▸ Work instructions
1 - For the post on informed consent, state whether each statement agrees with it, answering yes or no and quoting the deciding words: (a) Belshaw divided the internet into five eras; (b) the Era of the App spans 2003 to 2007; (c) the author holds that informed consent should be limited to clearer terms and conditions and government policies.
2 - Quote verbatim the passage of the post on informed consent from "Secret and Safe?" to "possessed by fear.".

Tufekci on Informed Consent

There have been a lot of discussions lately about Facebook, social media and connected society in light of the Cambridge Analytica revelations. Here are my thoughts on what it might mean to be more informed consent.


Secret and Safe?

At the start of Lord of the Rings, Frodo Baggins inherits a ring from his cousin, Bilbo Baggins. He is unaware of the power it holds. After leaving Frodo to find out what it is, Gandalf returns. He promptly askes Froddo,

Is it secret, is it safe?

Still unaware of the ring’s power. Gandalf explains to the hobbit the gift he has been bestowed and the journey he must go on.

I think that connected education and social media pose us with the same challenges. There comes a time, when after signing up and dipping our toes in, we need to stop and ask ourselves,

Are we secure, are we safe?

Our responses to this can go in a number of directions. On the one hand we can don our silver suits like Chuck in Better Call Saul and become possessed by fear.

via GIPHY

Or we can become completely paranoid like Elliot in Mr Robot, where we always think the worst and react accordingly.

via GIPHY

We need some sort of compromise. We need to, together, demand better.

Informed Era

A few years ago, Doug Belshaw made an attempt at mapping the internet. He divided it into five eras:

  • 1993-1997: The Information Superhighway
  • 1999-2002: The Wild West
  • 2003-2007: The Web 2.0 era
  • 2008-2012: The Era of the App
  • 2013+: The Post-Snowden era

I have been thinking lately, with fake news and data breaches, maybe we are entering a new era, what Belshaw mooted as an ‘informed era’.

Although there has been a call for companies to improve the clarity of their terms and conditions and governments to put in place policies to protect citizens, I think that ‘informed consent’ needs to go beyond that. If we are to demand better then the conversation needs to go beyond the features and affordances of digital technology. For tools themselves are just one actor in a larger play.

▸ Recorded data
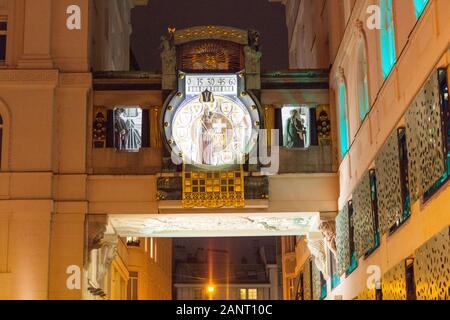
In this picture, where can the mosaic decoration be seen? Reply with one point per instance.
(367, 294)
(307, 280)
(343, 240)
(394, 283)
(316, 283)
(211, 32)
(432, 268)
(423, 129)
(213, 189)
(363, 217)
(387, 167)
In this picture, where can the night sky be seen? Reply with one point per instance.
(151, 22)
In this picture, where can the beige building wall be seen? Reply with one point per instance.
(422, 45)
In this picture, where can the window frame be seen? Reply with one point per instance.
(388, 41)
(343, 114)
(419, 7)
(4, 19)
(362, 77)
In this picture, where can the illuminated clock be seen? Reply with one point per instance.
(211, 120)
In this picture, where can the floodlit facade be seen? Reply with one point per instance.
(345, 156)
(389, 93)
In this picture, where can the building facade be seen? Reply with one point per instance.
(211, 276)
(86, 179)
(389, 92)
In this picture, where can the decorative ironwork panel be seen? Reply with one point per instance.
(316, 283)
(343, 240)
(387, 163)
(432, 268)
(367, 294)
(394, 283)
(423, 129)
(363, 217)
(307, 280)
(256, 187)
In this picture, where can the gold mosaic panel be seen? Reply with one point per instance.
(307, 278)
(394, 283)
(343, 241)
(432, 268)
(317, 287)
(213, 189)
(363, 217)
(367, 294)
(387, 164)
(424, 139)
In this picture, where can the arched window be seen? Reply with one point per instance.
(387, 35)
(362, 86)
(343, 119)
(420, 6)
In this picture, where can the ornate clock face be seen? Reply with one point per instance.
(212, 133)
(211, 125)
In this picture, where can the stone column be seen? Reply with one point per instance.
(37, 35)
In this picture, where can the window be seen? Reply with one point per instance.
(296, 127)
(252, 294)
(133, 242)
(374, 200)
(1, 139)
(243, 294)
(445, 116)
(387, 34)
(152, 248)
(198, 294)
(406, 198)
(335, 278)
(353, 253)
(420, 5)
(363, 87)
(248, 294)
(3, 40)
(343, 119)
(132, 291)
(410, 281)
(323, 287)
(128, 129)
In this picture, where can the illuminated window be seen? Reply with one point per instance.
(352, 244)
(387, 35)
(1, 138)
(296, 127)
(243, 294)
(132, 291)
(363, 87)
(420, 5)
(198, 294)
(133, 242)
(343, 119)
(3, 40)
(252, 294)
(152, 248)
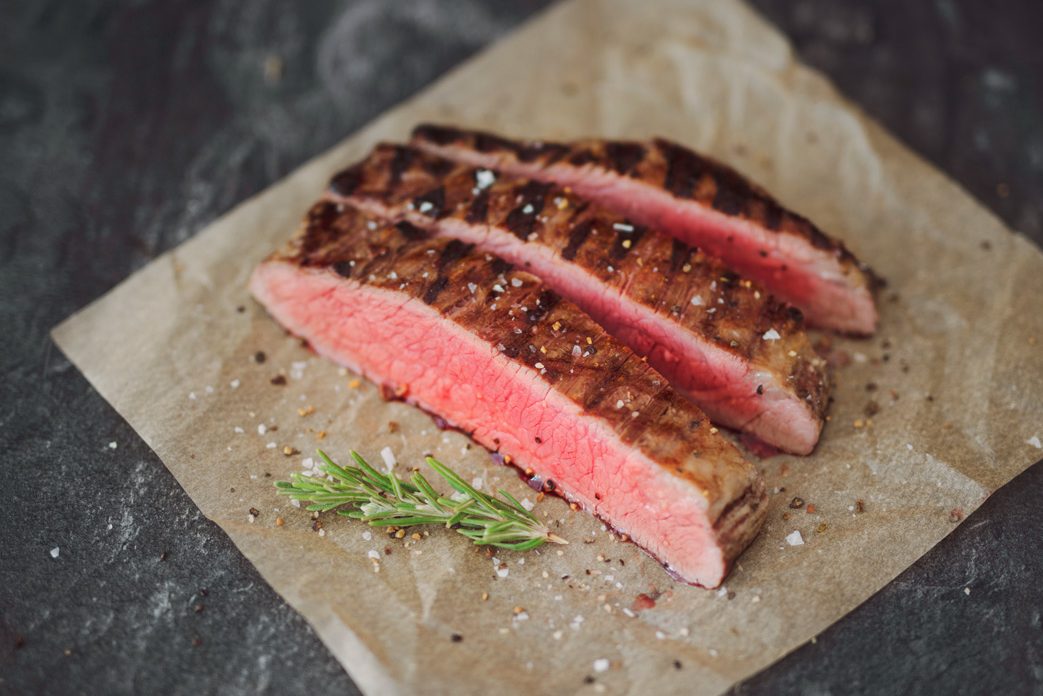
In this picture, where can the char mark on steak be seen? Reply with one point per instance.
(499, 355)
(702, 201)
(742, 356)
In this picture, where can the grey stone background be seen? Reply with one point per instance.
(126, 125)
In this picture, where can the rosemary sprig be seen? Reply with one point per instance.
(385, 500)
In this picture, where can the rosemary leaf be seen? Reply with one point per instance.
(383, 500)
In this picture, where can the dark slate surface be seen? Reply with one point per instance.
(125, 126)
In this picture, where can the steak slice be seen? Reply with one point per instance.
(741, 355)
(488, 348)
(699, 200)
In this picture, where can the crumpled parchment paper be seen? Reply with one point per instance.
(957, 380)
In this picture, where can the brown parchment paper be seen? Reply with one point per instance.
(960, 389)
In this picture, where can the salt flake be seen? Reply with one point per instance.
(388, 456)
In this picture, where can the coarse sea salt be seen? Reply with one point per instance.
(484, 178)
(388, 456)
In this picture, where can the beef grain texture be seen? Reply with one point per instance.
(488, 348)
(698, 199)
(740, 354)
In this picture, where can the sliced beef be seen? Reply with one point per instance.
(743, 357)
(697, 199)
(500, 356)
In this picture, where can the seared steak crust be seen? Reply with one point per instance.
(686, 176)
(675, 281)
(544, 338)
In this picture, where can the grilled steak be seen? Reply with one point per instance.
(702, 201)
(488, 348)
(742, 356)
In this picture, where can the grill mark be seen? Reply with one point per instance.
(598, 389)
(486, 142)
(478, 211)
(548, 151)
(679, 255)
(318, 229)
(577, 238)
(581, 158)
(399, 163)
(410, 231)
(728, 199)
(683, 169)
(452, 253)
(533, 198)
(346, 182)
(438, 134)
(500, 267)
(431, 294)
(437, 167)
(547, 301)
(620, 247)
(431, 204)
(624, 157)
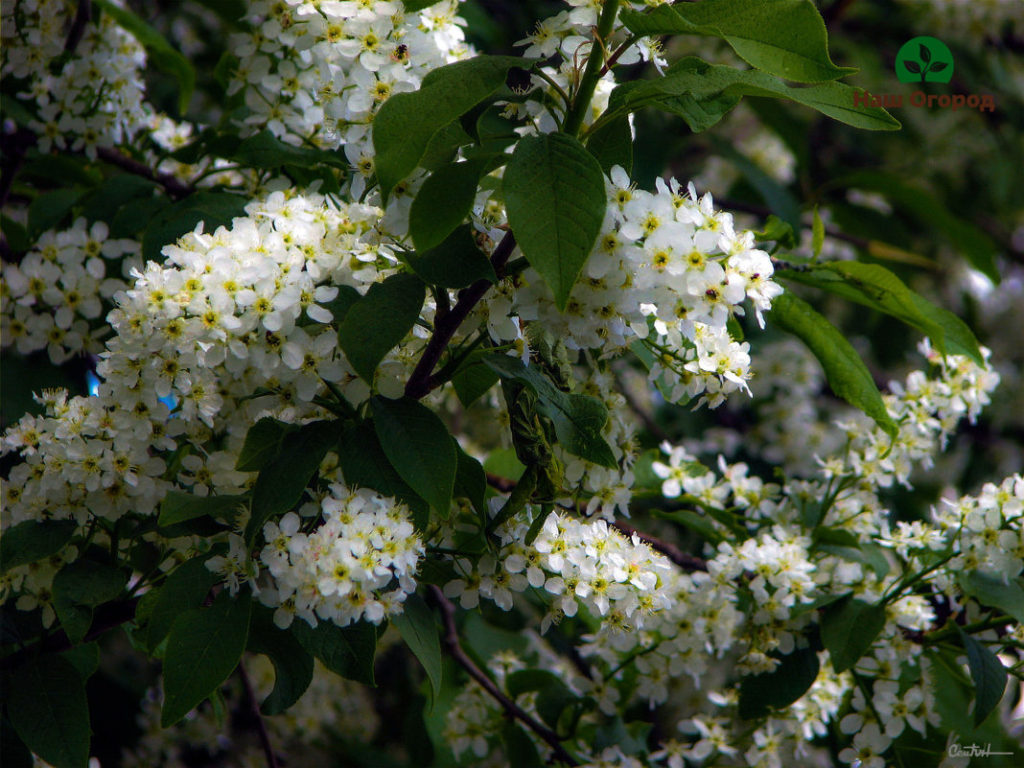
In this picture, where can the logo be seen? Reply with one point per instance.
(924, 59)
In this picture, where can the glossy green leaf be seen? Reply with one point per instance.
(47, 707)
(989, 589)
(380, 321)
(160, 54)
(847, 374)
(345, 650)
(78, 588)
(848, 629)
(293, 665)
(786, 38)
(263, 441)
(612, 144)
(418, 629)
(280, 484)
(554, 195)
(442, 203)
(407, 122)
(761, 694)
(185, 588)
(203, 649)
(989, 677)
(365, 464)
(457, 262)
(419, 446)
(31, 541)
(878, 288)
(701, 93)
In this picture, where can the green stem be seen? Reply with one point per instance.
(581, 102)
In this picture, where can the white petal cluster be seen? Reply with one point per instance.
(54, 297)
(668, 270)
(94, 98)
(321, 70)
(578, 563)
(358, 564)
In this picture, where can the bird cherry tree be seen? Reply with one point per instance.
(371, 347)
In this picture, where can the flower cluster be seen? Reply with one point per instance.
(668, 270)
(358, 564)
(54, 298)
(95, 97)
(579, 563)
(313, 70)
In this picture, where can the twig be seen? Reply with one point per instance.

▸ Answers given
1 -
(a) Yes: "He divided it into five eras"
(b) No: "2008-2012: The Era of the App"
(c) No: "I think that ‘informed consent’ needs to go beyond that."

2 -
Secret and Safe?

At the start of Lord of the Rings, Frodo Baggins inherits a ring from his cousin, Bilbo Baggins. He is unaware of the power it holds. After leaving Frodo to find out what it is, Gandalf returns. He promptly askes Froddo,

Is it secret, is it safe?

Still unaware of the ring’s power. Gandalf explains to the hobbit the gift he has been bestowed and the journey he must go on.

I think that connected education and social media pose us with the same challenges. There comes a time, when after signing up and dipping our toes in, we need to stop and ask ourselves,

Are we secure, are we safe?

Our responses to this can go in a number of directions. On the one hand we can don our silver suits like Chuck in Better Call Saul and become possessed by fear.